Problem statement >> Of the records below, reproduce only the span that opens with the line containing "out the wall-mounted" and closes with the last line.

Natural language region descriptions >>
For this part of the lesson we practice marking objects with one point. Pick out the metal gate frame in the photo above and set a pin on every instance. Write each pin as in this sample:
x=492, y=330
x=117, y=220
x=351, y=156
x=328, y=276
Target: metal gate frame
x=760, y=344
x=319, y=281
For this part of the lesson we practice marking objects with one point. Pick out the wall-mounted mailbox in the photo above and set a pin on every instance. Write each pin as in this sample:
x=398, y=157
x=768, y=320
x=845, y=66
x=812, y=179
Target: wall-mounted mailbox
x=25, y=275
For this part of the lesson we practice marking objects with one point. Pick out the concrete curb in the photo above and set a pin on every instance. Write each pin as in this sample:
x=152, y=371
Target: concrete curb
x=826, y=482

Written solution >>
For this part of the lesson we practice marking objects with one point. Pick out the wall-mounted mailbox in the photo above and set a pin on every instance. Write each pin as in this sample:
x=398, y=157
x=768, y=320
x=845, y=66
x=812, y=179
Target: wall-mounted mailbox
x=25, y=275
For this part of the lesson we practice marking objects with one point. Pick out the concrete curb in the photo above and set a pin on every instance. Write each pin as in this sample:
x=152, y=371
Target: concrete curb
x=826, y=482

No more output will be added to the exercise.